■ **QUOTED TEXT**
----------
The average price of owner-occupied flats in Germany in 2008 was €2,257 per sq. m., an increase of 1.2% on a year earlier. However, when adjusted for inflation, prices actually fell 1.3%, according to Bulwien Gesa AG, a leading real estate research firm.

Terrace house prices averaged €235,202, while building plots averaged €205 per sq. m., both unchanged from 2007. When adjusted for inflation, real estate prices dropped 2.6%.

However, these numbers may be slightly too pessimistic. The most accurate numbers in Germany are probably from the new hedonic house price index (HPX) produced by Hypoport AG, a leading financial services portal.

During 2008, says Hypoport:

  • The HPX-Total index rose 2.4% (up 0.7%, adjusted for inflation)
  • The HPX-new homes index rose 4.1% (up 2%, adjusted for inflation)
  • The HPX-apartment index rose 2.7% (up 1%, adjusted for inflation)
  • The HPX-existing homes index rose 0.4% (-1%, adjusted for inflation)

 

The average price of newly built detached houses was €235,000 in December 2008, Hypoport reports, up by 5.9% from a year earlier.

While this is good news, Germany’s property market has performed unimpressively from the mid-1990s to the mid-2000s, when most European countries were experiencing housing booms.

Now that recession is here, Germany’s housing market is expected to remain lacklustre.
----------
■ **DATA SECTION**
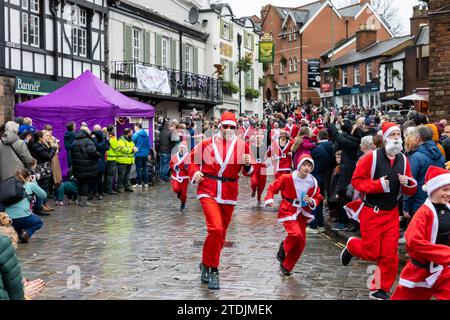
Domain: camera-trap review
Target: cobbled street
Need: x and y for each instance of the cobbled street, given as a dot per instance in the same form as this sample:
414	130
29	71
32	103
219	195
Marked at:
138	246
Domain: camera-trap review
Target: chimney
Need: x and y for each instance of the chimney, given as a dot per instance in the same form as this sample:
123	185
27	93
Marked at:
365	37
419	18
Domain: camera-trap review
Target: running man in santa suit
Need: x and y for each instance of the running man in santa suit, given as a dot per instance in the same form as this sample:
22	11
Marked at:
381	176
259	177
301	194
215	165
427	272
180	176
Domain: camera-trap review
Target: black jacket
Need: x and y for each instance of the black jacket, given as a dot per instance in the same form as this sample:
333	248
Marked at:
84	157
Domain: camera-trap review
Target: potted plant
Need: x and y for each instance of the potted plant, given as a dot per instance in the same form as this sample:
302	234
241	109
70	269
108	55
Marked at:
228	87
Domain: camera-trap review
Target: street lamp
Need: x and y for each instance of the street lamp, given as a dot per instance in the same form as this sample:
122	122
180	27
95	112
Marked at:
239	39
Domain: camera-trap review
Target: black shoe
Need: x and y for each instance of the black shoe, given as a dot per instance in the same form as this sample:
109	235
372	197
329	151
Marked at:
213	283
284	272
346	256
379	295
281	255
204	278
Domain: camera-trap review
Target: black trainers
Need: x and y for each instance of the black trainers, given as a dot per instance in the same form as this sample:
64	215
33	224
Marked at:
379	295
281	255
284	272
346	256
213	283
204	278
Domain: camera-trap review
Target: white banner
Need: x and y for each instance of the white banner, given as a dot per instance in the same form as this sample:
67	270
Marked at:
152	79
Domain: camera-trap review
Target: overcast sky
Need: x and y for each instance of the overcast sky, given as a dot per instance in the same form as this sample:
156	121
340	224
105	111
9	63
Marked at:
250	7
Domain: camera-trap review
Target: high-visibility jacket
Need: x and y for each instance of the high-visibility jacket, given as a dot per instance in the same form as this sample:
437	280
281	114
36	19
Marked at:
111	152
124	152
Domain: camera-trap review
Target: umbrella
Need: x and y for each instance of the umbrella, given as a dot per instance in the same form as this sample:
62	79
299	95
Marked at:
414	97
392	103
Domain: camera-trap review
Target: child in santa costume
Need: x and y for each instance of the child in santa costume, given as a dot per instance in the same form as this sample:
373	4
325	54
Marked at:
215	165
381	176
301	195
427	272
281	154
259	176
180	175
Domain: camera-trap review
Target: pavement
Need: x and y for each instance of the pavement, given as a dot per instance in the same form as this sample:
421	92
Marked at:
138	246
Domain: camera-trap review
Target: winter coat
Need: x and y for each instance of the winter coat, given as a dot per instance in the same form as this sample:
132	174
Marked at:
142	142
69	138
12	161
426	155
11	287
84	157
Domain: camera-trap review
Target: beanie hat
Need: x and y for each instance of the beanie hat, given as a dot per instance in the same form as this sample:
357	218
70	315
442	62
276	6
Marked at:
303	158
228	118
435	178
388	128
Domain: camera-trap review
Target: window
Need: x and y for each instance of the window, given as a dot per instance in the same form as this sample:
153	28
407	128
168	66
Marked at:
165	52
31	22
389	79
357	74
79	32
137	36
369	72
344	77
188	58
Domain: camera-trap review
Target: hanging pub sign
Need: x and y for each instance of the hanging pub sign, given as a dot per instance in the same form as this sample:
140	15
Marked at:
266	49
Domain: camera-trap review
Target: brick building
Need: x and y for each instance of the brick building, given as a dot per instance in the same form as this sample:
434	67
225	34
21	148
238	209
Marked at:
301	35
439	78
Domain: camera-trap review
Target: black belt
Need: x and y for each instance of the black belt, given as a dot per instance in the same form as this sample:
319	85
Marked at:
377	208
420	264
223	179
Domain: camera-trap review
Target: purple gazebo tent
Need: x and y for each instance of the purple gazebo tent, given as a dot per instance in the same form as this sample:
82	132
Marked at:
87	99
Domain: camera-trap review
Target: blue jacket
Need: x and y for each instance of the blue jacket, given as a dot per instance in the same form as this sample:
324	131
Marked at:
142	142
428	154
322	155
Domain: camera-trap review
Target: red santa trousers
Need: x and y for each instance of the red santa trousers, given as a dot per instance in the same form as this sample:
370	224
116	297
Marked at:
258	180
378	243
440	290
180	188
295	242
218	217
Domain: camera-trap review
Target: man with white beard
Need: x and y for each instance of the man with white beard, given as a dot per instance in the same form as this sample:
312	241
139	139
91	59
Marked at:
381	176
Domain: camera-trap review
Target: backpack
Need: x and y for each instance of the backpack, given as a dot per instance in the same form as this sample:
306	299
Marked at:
11	191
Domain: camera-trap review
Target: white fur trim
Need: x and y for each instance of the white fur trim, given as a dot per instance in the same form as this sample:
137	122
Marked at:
437	182
389	131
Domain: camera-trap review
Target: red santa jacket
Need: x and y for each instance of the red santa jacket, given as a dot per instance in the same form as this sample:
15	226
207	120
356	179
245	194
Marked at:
292	187
246	134
363	181
221	160
179	167
282	157
293	130
421	246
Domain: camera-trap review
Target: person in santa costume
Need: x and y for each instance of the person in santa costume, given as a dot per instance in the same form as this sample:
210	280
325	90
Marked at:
281	154
259	177
291	128
215	165
381	176
427	272
246	132
301	194
180	176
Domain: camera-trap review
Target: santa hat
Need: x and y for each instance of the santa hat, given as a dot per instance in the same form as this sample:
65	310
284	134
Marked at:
303	158
435	178
388	128
228	118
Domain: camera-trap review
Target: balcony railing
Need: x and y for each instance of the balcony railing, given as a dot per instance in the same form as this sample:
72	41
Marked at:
182	84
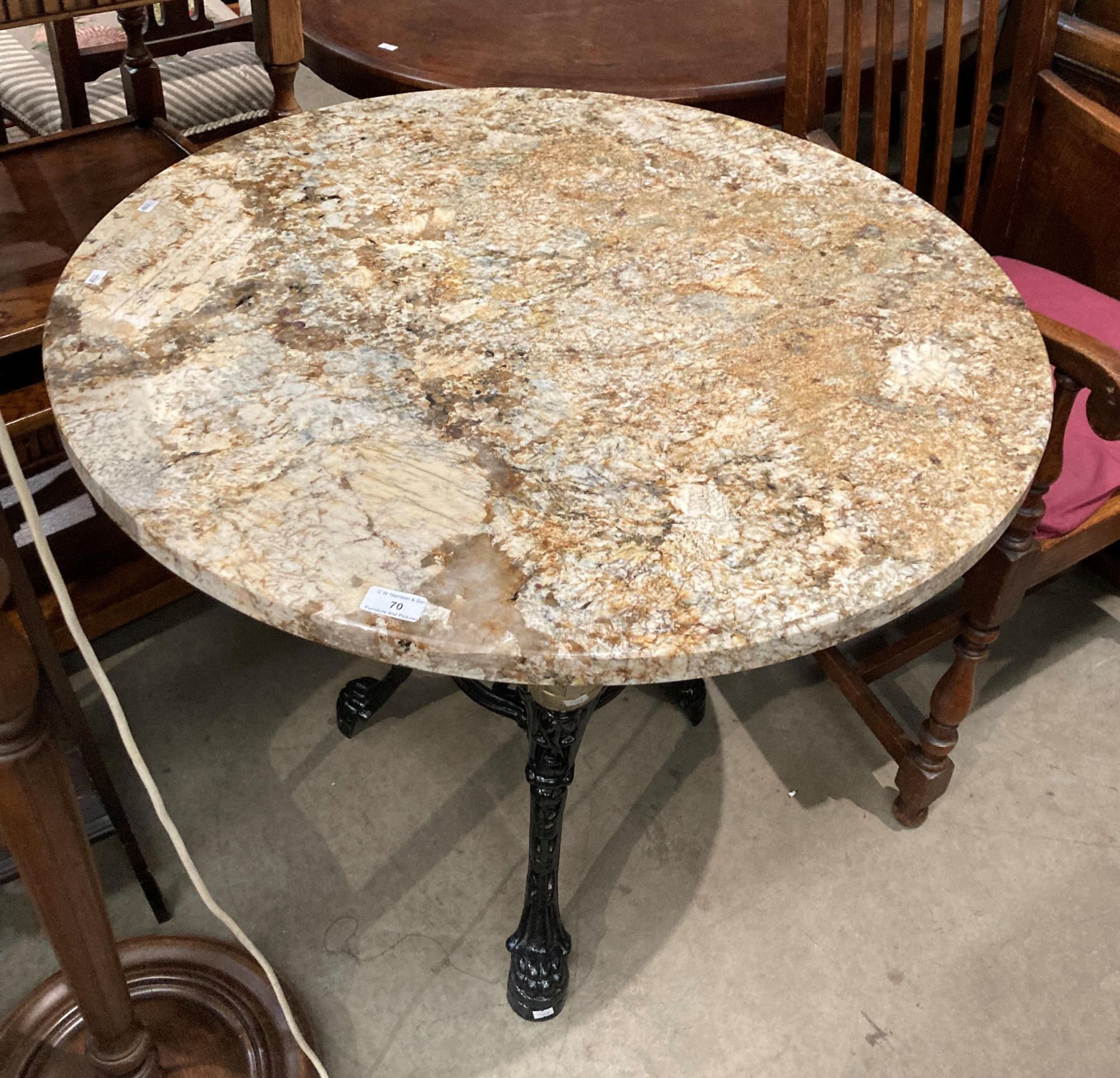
----------
■ **CHALLENGES**
**1)** Retype the stretch of the passage on German property prices above from "While this is" through "to remain lacklustre.".
**2)** Using the passage on German property prices above, answer the following:
(a) What was the average price per square meter of owner-occupied flats in Germany in 2008?
(b) By how much did the HPX-new homes index rise during 2008, before adjustment for inflation?
(c) What was the average price of newly built detached houses in December 2008?

■ **EXPECTED RESULTS**
**1)**
While this is good news, Germany’s property market has performed unimpressively from the mid-1990s to the mid-2000s, when most European countries were experiencing housing booms.

Now that recession is here, Germany’s housing market is expected to remain lacklustre.

**2)**
(a) €2,257 per square meter
(b) 4.1%
(c) €235,000